**About this task**:
Please retype the material beneath this task exactly, starting with its first line and finishing with the line containing "192, row 38".

[Opening Data for the task section]

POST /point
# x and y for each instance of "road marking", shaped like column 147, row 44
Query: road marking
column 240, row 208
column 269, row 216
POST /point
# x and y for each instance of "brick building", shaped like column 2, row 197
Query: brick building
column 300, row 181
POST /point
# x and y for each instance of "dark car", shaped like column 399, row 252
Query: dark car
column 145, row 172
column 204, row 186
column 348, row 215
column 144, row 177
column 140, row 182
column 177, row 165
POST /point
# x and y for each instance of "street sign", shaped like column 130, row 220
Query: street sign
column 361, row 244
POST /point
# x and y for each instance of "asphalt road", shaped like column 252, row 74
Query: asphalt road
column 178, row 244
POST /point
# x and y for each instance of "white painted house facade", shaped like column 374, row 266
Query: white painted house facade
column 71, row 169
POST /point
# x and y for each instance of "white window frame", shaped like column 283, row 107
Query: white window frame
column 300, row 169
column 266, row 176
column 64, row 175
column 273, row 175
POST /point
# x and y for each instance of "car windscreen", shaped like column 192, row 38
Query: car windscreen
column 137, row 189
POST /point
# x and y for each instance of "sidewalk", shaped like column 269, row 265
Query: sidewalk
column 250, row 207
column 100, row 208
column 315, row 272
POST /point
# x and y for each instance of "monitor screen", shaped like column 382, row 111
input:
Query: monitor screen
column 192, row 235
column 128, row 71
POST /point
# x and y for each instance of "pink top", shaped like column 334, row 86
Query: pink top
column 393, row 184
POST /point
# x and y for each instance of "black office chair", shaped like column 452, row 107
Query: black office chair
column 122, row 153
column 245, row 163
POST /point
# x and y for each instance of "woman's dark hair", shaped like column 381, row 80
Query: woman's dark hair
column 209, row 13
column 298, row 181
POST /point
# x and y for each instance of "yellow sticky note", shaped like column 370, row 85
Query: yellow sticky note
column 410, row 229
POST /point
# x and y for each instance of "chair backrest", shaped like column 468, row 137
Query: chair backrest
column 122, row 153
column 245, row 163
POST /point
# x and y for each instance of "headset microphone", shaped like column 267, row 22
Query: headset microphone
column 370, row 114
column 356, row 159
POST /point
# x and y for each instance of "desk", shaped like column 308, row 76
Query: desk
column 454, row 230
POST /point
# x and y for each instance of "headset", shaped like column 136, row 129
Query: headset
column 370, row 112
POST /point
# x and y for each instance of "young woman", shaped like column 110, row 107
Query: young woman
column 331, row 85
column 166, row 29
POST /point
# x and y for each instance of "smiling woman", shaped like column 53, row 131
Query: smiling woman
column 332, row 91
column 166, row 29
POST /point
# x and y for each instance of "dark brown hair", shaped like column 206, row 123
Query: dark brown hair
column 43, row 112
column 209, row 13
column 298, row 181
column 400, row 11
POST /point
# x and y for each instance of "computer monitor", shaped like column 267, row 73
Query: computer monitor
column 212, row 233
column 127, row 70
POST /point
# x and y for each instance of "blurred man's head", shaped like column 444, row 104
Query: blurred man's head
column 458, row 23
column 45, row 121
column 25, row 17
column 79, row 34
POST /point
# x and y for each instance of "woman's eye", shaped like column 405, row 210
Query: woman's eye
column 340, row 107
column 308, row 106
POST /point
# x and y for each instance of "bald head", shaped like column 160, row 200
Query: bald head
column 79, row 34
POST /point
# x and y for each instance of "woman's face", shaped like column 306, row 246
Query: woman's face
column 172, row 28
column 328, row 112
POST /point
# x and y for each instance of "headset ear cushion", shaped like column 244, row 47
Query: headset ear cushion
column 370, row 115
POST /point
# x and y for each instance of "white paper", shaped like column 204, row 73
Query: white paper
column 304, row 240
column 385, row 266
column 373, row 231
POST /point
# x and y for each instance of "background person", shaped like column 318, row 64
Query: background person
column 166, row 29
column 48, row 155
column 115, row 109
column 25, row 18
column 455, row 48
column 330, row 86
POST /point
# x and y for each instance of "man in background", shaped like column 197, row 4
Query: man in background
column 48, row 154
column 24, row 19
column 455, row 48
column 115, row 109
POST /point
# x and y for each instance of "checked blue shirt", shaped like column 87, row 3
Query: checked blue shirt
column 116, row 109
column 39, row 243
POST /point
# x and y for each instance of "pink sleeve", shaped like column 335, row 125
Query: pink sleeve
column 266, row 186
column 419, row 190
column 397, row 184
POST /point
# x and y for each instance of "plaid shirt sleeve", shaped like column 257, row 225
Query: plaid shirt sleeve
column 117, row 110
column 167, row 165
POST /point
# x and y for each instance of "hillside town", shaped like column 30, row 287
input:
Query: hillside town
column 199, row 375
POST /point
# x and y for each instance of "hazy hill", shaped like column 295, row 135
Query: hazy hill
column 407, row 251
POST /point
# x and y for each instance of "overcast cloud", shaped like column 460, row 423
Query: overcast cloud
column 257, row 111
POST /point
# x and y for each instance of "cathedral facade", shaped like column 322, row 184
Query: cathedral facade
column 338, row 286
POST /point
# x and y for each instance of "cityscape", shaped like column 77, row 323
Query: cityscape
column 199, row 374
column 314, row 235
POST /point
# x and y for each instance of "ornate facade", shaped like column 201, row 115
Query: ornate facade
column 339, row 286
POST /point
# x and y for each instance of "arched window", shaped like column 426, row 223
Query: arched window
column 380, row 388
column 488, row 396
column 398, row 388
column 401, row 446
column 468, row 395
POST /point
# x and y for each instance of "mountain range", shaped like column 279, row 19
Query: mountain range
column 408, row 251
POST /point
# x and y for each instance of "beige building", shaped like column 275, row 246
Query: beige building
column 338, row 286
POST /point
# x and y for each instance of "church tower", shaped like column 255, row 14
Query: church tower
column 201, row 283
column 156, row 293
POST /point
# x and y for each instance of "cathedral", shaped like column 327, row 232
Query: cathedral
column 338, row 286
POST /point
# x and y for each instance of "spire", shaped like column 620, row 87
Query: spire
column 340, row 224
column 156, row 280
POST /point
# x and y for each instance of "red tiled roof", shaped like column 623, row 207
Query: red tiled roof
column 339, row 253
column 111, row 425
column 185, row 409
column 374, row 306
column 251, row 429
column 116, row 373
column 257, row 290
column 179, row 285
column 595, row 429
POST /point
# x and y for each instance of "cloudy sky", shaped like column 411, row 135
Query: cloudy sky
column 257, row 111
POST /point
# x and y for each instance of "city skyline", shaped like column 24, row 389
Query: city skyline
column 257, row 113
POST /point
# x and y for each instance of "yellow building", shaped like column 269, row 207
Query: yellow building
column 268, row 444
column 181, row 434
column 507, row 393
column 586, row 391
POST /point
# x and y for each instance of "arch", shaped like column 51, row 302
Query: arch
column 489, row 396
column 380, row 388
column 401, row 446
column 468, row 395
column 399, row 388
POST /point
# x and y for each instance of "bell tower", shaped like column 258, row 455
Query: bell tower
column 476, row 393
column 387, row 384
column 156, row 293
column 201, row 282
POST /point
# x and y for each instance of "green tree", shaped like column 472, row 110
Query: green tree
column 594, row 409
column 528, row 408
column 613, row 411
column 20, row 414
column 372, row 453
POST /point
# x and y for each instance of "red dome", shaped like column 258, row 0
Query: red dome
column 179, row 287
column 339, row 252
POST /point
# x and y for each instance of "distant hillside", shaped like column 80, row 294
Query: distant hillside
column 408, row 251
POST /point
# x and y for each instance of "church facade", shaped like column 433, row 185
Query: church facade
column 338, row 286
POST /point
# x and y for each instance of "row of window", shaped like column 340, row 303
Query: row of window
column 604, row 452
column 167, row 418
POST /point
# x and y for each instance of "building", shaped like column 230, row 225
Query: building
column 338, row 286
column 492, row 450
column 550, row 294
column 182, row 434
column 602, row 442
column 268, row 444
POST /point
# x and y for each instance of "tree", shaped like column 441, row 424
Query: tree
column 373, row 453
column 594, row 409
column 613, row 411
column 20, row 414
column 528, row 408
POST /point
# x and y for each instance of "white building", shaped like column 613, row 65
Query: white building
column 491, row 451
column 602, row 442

[Closing Data for the task section]

**Output for this exercise**:
POST /point
# x and y for each instance of "road marking", shaped like column 147, row 44
Query: road marking
column 240, row 208
column 269, row 216
POST /point
# x and y for each instance of "brick building", shaped like column 2, row 197
Query: brick building
column 300, row 181
POST /point
# x and y for each instance of "dark car", shaped like column 399, row 252
Query: dark car
column 145, row 172
column 204, row 186
column 348, row 215
column 144, row 177
column 140, row 182
column 177, row 165
POST /point
# x and y for each instance of "street sign", shaped like column 130, row 220
Query: street sign
column 361, row 244
POST /point
# x and y for each instance of "asphalt road", shaped like column 252, row 74
Query: asphalt road
column 178, row 244
POST /point
# x and y for each instance of "white painted house facade", shaped like column 374, row 266
Query: white painted house facade
column 71, row 169
POST /point
# x and y for each instance of "white window frame", shaped like column 283, row 107
Query: white window frame
column 300, row 169
column 266, row 176
column 64, row 175
column 273, row 175
POST /point
# x and y for each instance of "car windscreen", shaped like column 192, row 38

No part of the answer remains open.